**Tasks to perform**
**1.** Translate this sentence from the article on exposed tomato plant roots into Spanish: "Shallow watering of your tomato plants can cause the roots to reach towards the surface of the soil in search of water."
**2.** From the article on exposed tomato plant roots, reproduce the passage starting at "If you grow" up to and including "in the future.".

Why Are My Tomato Plant’s Roots Showing? (How To Stop It)

If you grow tomatoes in your garden, it is possible that the roots will be showing on some of your plants.  But why does this happen?  I did some research to find out, and discovered a few possible causes.

So, why are your tomato plant’s roots showing?  Shallow watering of your tomato plants can cause the roots to reach towards the surface of the soil in search of water.  Your tomato plant’s roots may also show if you do not bury the plant deeply enough in the spring.  It is possible that wind, rain, watering, or flooding may wash away topsoil, exposing your tomato plant’s roots.

Let’s take a closer look at the each of the main causes of exposed roots and why they can be harmful to your plants.  Then we’ll offer some suggestions for ways you can treat tomato plant roots that are showing and prevent the problem in the future.

Why Are My Tomato Plant’s Roots Showing?

**Given material**
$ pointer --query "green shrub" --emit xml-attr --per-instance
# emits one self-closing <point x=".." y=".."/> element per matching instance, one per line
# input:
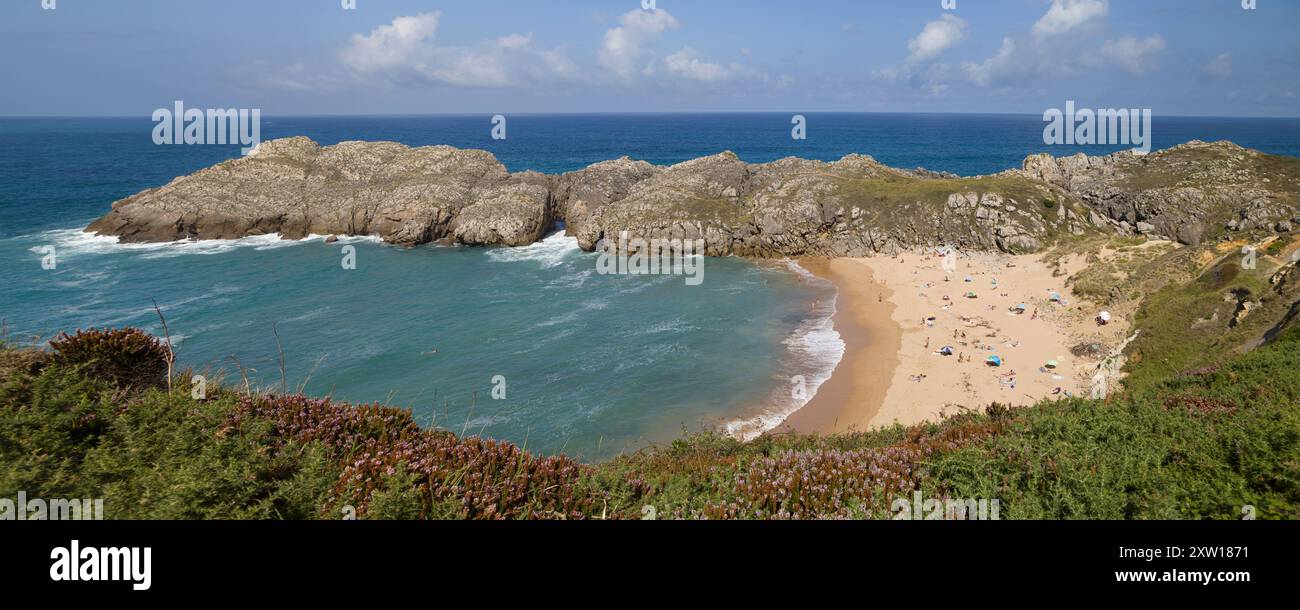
<point x="129" y="358"/>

**Correct answers**
**1.** El riego superficial de tus plantas de tomate puede hacer que las raíces se extiendan hacia la superficie del suelo en busca de agua.

**2.**
If you grow tomatoes in your garden, it is possible that the roots will be showing on some of your plants.  But why does this happen?  I did some research to find out, and discovered a few possible causes.

So, why are your tomato plant’s roots showing?  Shallow watering of your tomato plants can cause the roots to reach towards the surface of the soil in search of water.  Your tomato plant’s roots may also show if you do not bury the plant deeply enough in the spring.  It is possible that wind, rain, watering, or flooding may wash away topsoil, exposing your tomato plant’s roots.

Let’s take a closer look at the each of the main causes of exposed roots and why they can be harmful to your plants.  Then we’ll offer some suggestions for ways you can treat tomato plant roots that are showing and prevent the problem in the future.